- TASK REQUIREMENTS
From the line containing "Target: porcupine's snout" through the last line, print the records exactly and nothing else.

Saved entries:
- Opening Delimiter -

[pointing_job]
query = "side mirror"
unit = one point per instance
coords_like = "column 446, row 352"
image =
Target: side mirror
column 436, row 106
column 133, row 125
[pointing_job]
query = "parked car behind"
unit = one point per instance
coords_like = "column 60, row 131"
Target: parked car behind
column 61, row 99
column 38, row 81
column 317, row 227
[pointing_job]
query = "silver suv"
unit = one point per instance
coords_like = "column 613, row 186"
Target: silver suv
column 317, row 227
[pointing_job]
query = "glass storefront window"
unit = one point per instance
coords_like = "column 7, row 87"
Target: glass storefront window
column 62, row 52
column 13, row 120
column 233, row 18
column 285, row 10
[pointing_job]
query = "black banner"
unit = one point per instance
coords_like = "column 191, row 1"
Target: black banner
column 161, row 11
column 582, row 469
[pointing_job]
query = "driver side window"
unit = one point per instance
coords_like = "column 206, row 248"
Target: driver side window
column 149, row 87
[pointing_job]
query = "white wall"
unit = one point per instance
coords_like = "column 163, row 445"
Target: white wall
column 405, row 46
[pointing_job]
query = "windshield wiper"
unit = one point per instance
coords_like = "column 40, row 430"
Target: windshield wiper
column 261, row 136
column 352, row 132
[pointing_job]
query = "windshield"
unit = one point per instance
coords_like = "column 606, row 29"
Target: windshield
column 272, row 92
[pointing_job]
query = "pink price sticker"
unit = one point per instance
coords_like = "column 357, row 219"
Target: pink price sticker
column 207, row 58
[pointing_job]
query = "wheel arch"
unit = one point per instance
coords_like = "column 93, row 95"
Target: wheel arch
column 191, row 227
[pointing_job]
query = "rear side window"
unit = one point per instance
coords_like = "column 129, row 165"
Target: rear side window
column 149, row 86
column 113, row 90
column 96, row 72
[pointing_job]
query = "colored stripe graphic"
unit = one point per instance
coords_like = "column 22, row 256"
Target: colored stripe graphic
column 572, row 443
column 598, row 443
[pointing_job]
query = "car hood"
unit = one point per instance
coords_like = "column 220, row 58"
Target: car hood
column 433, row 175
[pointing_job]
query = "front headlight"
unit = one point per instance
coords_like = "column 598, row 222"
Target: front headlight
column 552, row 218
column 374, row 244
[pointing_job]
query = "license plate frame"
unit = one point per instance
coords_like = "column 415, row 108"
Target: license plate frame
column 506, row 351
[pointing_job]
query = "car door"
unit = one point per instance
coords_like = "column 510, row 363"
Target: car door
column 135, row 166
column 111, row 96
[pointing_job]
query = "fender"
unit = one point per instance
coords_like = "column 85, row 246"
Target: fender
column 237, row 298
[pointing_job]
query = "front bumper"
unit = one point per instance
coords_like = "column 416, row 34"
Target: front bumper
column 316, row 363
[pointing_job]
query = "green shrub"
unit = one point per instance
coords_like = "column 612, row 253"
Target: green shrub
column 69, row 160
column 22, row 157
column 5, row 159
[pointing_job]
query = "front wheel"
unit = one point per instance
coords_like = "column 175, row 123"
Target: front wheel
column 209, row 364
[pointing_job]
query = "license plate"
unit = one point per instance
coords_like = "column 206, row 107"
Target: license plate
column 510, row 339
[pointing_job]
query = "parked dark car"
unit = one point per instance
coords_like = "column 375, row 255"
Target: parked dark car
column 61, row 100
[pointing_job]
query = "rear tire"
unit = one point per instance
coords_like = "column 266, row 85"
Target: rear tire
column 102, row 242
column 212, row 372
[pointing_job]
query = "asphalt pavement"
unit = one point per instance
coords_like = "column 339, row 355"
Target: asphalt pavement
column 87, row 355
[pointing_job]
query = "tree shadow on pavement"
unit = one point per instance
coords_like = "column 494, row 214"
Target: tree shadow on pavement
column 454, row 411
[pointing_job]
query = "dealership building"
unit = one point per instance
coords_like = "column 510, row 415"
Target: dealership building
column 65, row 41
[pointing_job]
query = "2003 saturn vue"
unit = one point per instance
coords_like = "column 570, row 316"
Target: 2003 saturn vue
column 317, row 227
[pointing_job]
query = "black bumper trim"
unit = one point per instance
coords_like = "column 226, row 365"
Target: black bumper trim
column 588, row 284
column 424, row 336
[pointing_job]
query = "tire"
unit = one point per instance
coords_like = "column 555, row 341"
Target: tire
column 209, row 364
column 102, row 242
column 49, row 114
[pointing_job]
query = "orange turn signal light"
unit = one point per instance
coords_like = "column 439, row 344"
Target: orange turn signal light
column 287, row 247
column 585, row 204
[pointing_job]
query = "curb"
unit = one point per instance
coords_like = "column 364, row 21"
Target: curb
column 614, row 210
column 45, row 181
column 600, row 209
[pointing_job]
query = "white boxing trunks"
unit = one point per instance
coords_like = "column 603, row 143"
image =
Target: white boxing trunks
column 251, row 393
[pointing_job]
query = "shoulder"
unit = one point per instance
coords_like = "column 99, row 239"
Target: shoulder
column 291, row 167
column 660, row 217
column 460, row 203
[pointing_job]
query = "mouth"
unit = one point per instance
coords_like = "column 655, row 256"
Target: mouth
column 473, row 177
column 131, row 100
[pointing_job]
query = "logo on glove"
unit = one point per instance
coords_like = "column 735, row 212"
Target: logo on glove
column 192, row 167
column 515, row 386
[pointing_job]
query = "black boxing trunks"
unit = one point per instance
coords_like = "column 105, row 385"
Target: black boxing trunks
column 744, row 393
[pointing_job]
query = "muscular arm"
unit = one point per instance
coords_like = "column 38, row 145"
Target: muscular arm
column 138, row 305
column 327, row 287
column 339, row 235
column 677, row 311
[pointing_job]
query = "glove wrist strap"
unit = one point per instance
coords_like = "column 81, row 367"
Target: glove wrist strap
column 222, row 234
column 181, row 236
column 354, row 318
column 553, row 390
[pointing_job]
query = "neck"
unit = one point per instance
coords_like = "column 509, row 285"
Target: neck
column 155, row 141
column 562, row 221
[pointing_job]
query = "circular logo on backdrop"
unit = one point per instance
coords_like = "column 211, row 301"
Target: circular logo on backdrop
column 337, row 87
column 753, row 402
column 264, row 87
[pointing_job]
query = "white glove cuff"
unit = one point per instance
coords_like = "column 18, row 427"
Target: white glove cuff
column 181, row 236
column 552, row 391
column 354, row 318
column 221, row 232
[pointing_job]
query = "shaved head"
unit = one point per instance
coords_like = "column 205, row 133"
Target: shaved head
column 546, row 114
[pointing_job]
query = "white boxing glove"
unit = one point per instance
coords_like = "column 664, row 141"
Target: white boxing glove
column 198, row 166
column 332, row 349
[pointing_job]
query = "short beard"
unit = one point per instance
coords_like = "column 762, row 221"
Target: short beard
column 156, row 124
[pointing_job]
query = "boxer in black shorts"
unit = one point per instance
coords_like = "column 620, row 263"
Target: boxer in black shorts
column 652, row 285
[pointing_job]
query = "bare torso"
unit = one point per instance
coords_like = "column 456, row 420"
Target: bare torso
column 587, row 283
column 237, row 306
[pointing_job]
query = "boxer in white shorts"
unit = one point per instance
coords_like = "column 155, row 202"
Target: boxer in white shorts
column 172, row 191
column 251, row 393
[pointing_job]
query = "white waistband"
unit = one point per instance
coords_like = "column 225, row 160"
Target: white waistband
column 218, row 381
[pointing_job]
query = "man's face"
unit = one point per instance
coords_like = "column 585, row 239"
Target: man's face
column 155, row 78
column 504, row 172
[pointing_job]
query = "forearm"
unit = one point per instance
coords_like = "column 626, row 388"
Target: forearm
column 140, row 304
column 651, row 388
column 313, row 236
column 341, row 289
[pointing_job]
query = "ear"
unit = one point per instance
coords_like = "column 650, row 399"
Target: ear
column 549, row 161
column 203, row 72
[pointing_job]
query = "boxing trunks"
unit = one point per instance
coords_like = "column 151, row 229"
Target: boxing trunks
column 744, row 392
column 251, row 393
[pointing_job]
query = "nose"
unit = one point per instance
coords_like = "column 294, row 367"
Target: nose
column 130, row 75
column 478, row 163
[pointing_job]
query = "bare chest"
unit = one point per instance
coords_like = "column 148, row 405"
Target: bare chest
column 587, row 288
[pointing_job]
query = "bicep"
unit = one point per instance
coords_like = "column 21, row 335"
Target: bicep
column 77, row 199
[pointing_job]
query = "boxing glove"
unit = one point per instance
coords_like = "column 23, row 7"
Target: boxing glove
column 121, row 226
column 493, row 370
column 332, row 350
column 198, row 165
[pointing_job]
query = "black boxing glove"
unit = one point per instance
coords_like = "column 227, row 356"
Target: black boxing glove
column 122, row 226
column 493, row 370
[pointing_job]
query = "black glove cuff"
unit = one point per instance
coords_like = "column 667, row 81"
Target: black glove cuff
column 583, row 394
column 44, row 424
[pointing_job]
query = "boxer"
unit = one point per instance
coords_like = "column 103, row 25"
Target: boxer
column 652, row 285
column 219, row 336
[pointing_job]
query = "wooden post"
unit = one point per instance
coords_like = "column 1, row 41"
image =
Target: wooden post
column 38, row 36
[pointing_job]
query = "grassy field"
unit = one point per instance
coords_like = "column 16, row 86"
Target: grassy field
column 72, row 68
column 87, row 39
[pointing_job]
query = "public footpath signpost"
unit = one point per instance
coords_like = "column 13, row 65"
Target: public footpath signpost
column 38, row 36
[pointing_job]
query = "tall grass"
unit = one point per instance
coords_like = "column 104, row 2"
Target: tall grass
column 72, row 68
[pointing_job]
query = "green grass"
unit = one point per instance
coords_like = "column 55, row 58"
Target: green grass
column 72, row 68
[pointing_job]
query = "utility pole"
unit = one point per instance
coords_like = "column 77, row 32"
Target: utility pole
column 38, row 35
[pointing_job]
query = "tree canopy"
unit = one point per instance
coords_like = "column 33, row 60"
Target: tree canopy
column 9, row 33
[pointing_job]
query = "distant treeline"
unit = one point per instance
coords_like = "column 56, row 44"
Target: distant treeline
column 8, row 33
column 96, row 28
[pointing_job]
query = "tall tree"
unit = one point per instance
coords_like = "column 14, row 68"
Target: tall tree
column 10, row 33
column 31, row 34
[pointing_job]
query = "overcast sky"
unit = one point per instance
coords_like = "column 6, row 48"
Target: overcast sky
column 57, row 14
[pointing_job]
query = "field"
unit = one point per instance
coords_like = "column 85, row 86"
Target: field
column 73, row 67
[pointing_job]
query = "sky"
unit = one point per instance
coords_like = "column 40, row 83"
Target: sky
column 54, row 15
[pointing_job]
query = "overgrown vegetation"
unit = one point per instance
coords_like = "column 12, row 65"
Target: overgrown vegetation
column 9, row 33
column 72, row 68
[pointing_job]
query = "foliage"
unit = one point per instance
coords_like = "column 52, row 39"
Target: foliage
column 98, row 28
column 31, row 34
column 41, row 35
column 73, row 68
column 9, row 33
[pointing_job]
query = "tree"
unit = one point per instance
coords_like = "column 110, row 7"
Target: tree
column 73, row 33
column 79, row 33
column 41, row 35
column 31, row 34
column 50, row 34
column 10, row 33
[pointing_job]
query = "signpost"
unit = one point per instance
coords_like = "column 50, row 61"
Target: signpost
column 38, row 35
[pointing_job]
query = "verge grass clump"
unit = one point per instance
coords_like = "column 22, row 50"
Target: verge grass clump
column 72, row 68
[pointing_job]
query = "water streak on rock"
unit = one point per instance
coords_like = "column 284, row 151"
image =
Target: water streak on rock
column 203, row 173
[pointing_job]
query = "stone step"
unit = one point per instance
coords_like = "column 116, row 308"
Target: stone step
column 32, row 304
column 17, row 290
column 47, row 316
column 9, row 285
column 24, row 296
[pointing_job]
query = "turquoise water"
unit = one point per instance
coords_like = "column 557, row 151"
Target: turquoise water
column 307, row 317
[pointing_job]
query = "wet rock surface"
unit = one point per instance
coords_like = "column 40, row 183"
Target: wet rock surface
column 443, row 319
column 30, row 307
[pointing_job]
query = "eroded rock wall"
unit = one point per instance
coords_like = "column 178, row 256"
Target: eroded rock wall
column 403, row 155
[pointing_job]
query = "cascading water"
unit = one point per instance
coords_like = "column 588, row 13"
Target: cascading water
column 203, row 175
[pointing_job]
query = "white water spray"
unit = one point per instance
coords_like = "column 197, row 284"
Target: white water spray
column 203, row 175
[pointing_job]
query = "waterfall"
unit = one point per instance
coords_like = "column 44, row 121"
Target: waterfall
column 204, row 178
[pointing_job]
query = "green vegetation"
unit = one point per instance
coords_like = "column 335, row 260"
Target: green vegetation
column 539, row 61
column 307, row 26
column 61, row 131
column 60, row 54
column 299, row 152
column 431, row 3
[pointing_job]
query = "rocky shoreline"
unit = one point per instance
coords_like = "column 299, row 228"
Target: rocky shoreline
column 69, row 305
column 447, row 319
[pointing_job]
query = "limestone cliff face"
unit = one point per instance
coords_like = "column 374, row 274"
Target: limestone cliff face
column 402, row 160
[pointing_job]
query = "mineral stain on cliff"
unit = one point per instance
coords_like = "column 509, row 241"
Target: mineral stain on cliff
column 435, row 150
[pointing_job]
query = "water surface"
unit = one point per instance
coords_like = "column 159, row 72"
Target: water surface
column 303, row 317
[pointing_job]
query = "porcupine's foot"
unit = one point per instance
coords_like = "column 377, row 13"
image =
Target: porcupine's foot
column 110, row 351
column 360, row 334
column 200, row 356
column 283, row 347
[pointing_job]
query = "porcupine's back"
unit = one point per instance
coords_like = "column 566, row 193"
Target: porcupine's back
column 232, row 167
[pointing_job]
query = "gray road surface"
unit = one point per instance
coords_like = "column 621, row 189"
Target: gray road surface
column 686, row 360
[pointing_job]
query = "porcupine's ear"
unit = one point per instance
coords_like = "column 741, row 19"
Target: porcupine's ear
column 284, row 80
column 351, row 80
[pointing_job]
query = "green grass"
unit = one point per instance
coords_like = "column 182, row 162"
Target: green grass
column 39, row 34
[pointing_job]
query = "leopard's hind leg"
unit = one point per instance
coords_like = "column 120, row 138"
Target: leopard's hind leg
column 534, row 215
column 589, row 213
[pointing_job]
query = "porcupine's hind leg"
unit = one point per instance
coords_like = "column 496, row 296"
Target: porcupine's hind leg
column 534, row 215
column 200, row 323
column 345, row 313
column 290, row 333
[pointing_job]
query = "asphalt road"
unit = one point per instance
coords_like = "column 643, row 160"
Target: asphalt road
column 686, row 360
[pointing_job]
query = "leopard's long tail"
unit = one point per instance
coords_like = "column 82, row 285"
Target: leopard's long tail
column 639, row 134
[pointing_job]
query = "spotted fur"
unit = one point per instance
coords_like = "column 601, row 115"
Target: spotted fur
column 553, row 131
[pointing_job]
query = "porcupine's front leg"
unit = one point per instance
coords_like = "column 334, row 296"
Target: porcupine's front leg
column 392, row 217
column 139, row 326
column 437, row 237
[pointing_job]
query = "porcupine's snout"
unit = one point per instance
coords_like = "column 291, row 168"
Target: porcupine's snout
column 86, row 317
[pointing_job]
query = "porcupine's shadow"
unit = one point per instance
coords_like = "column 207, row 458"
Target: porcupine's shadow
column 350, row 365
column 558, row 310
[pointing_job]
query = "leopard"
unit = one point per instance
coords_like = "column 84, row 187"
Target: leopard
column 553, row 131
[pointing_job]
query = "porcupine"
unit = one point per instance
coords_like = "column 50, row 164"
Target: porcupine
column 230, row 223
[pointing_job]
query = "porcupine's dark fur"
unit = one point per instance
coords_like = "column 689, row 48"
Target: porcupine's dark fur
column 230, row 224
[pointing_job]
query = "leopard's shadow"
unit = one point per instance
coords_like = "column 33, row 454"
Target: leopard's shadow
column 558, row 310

- Closing Delimiter -

- SOLUTION
Target: porcupine's snout
column 86, row 317
[pointing_job]
query = "porcupine's shadow"
unit = one point per instance
coords_like = "column 207, row 458"
Target: porcupine's shadow
column 350, row 365
column 558, row 310
[pointing_job]
query = "leopard"
unit = one point per instance
coords_like = "column 84, row 187"
Target: leopard
column 553, row 131
[pointing_job]
query = "porcupine"
unit = one point per instance
coords_like = "column 50, row 164"
Target: porcupine
column 230, row 223
[pointing_job]
query = "porcupine's dark fur"
unit = one point per instance
coords_like = "column 689, row 48"
Target: porcupine's dark fur
column 230, row 224
[pointing_job]
query = "leopard's shadow"
unit = one point per instance
coords_like = "column 33, row 454"
Target: leopard's shadow
column 558, row 310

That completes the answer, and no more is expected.